- **Available records**:
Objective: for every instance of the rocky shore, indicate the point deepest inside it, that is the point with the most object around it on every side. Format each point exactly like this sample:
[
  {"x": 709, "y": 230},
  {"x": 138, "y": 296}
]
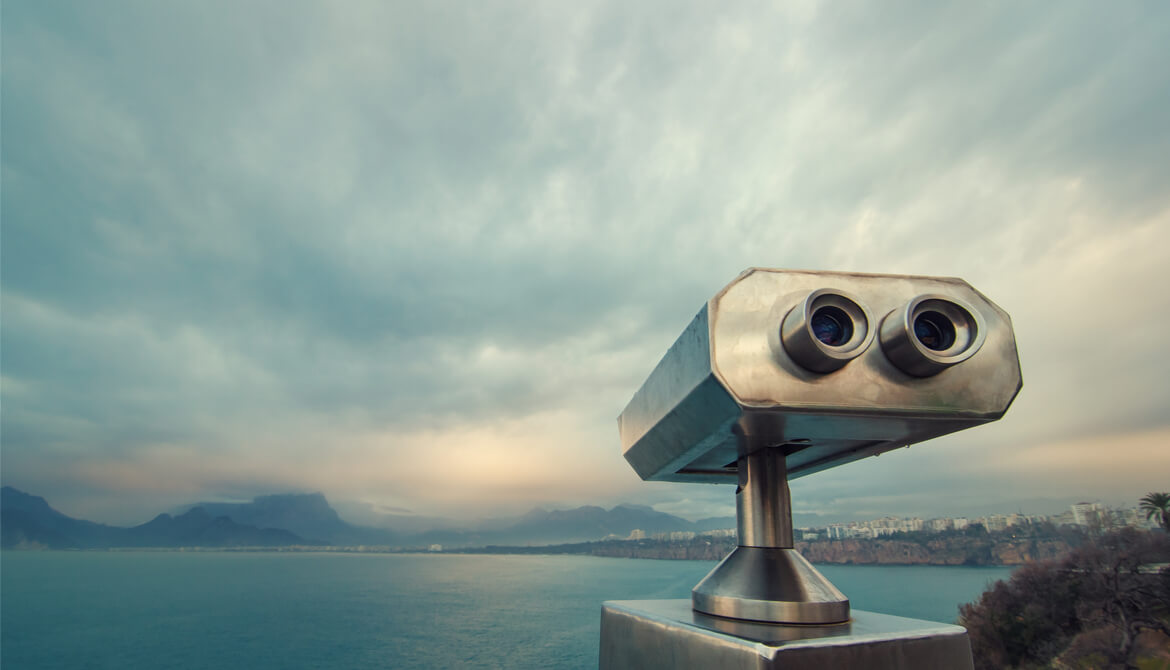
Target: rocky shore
[{"x": 974, "y": 548}]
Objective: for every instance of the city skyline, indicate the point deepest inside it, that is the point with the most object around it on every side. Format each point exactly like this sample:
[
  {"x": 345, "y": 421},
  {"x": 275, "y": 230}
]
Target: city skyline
[{"x": 419, "y": 257}]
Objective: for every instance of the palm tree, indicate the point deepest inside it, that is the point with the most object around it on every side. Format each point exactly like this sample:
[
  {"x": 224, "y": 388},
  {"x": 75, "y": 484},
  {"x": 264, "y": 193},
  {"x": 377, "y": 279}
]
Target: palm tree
[{"x": 1157, "y": 508}]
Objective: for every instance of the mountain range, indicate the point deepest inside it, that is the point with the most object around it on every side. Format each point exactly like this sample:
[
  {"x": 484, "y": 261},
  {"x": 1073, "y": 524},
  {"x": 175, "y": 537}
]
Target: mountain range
[{"x": 302, "y": 519}]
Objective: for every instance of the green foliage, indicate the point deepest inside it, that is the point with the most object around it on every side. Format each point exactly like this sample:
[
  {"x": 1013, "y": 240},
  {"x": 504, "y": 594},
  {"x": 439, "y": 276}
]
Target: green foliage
[
  {"x": 1099, "y": 596},
  {"x": 1157, "y": 508}
]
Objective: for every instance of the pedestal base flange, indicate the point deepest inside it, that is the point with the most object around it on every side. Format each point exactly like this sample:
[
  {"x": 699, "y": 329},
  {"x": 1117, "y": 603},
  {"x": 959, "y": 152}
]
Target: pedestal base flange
[
  {"x": 770, "y": 585},
  {"x": 667, "y": 634}
]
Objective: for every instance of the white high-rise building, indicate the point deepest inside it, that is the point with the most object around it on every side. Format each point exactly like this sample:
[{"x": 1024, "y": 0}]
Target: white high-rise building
[{"x": 1086, "y": 513}]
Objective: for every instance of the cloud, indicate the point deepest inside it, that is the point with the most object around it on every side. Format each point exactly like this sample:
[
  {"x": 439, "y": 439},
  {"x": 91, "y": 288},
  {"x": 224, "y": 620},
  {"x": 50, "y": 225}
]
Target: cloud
[{"x": 240, "y": 260}]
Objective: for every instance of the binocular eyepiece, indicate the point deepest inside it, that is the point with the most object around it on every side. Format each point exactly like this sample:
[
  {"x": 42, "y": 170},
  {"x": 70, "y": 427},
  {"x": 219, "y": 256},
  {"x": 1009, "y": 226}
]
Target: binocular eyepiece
[
  {"x": 777, "y": 377},
  {"x": 923, "y": 337}
]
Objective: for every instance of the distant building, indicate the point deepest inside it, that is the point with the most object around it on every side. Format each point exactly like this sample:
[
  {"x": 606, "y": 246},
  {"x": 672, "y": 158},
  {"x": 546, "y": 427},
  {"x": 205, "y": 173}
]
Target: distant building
[
  {"x": 1086, "y": 513},
  {"x": 940, "y": 525}
]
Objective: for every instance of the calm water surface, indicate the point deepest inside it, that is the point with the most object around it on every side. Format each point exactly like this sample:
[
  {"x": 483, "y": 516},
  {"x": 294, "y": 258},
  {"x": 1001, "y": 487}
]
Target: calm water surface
[{"x": 169, "y": 609}]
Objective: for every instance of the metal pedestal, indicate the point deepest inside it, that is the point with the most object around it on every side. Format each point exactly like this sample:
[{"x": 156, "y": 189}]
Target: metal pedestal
[
  {"x": 668, "y": 634},
  {"x": 764, "y": 579}
]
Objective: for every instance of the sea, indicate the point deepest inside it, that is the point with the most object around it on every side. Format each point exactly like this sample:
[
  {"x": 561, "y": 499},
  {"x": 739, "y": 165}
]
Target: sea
[{"x": 260, "y": 610}]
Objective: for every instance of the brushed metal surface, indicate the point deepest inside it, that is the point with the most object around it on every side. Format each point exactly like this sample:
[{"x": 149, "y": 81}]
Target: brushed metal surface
[
  {"x": 770, "y": 585},
  {"x": 763, "y": 503},
  {"x": 667, "y": 634},
  {"x": 729, "y": 382}
]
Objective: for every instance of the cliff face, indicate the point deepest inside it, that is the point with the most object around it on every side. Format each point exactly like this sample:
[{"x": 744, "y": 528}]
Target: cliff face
[
  {"x": 955, "y": 550},
  {"x": 942, "y": 551}
]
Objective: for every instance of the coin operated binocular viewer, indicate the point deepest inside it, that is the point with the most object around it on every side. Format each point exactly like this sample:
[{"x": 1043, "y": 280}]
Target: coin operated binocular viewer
[{"x": 779, "y": 375}]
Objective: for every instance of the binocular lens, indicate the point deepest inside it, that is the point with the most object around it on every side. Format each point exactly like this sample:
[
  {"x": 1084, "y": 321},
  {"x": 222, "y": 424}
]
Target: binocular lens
[
  {"x": 935, "y": 331},
  {"x": 832, "y": 326}
]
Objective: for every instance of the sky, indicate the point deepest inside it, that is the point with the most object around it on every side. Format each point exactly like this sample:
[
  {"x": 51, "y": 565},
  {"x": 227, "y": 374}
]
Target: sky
[{"x": 419, "y": 255}]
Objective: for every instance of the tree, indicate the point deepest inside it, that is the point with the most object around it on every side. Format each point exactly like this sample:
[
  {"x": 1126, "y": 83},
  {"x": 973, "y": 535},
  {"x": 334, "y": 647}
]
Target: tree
[
  {"x": 1157, "y": 506},
  {"x": 1101, "y": 606}
]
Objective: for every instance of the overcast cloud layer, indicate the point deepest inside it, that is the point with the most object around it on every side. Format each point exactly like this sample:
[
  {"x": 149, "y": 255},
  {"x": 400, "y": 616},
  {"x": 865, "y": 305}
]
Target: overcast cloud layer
[{"x": 420, "y": 255}]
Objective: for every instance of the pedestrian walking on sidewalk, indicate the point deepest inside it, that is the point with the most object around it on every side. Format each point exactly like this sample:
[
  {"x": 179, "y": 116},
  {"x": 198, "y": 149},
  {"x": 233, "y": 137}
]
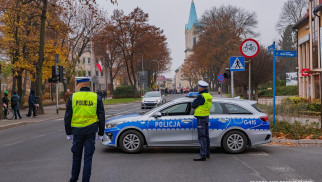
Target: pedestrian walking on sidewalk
[
  {"x": 202, "y": 105},
  {"x": 15, "y": 104},
  {"x": 32, "y": 104},
  {"x": 5, "y": 100},
  {"x": 219, "y": 90},
  {"x": 84, "y": 115},
  {"x": 67, "y": 94}
]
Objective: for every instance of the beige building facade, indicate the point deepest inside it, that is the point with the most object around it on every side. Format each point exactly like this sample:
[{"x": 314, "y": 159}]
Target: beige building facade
[
  {"x": 309, "y": 50},
  {"x": 87, "y": 65}
]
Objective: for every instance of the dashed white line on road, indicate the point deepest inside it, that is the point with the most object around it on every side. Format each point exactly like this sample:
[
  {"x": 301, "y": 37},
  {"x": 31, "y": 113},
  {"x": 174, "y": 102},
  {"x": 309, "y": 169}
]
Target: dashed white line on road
[
  {"x": 8, "y": 145},
  {"x": 38, "y": 136}
]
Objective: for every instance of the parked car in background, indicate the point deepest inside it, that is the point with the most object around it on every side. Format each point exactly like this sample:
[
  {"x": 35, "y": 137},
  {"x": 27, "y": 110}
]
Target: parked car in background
[{"x": 152, "y": 99}]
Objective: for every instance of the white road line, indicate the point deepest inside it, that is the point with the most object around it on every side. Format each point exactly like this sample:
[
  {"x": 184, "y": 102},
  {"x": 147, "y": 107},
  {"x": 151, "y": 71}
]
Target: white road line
[
  {"x": 255, "y": 172},
  {"x": 38, "y": 136},
  {"x": 8, "y": 145}
]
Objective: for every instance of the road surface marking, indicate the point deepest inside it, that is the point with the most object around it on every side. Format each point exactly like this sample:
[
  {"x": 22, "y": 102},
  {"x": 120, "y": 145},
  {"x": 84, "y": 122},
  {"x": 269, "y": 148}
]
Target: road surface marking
[{"x": 38, "y": 136}]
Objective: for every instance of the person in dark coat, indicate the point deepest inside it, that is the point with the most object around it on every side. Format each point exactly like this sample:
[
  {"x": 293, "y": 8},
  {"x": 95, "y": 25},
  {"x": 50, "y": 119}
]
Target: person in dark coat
[
  {"x": 15, "y": 104},
  {"x": 5, "y": 100},
  {"x": 32, "y": 104}
]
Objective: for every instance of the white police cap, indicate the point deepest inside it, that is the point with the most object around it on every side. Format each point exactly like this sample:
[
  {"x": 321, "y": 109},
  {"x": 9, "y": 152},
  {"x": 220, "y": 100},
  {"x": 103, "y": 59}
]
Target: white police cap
[{"x": 202, "y": 83}]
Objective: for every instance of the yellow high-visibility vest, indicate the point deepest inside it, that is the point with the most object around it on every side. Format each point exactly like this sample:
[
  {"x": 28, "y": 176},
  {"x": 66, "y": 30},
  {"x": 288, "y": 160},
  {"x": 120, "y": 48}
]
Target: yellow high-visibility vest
[
  {"x": 84, "y": 109},
  {"x": 204, "y": 110}
]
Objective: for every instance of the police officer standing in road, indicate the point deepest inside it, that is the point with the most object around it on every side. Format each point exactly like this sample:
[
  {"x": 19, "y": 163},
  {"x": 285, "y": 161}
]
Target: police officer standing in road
[
  {"x": 84, "y": 115},
  {"x": 202, "y": 105}
]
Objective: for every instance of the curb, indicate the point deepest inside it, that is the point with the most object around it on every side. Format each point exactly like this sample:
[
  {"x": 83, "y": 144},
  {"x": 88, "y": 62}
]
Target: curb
[
  {"x": 13, "y": 125},
  {"x": 299, "y": 142}
]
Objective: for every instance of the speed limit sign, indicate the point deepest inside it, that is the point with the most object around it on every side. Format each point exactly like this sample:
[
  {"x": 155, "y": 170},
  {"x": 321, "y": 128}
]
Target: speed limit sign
[{"x": 249, "y": 48}]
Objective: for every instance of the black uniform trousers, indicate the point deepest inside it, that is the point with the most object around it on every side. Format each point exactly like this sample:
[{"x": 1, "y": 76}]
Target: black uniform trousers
[
  {"x": 203, "y": 135},
  {"x": 82, "y": 142}
]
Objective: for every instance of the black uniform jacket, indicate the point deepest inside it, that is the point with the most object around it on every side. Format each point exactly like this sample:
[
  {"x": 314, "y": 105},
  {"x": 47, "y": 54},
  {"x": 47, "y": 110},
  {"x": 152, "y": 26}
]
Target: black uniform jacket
[
  {"x": 200, "y": 100},
  {"x": 100, "y": 125}
]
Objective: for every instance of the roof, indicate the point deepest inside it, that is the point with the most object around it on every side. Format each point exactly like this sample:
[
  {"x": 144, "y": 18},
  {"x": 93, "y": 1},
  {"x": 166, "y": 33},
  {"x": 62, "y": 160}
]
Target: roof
[
  {"x": 193, "y": 19},
  {"x": 302, "y": 21}
]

- **Goal**: Reproduce word for word the stretch from the line containing "Objective: for every instance of the roof, indicate" through the end of the rows.

- **Output below**:
Objective: for every instance of the roof, indicate the point deepest inside it, that is the point with the most object around it on every side. Format each point exactly like this sample:
[
  {"x": 144, "y": 18},
  {"x": 93, "y": 1},
  {"x": 166, "y": 33},
  {"x": 62, "y": 160}
]
Target: roof
[
  {"x": 193, "y": 19},
  {"x": 302, "y": 21}
]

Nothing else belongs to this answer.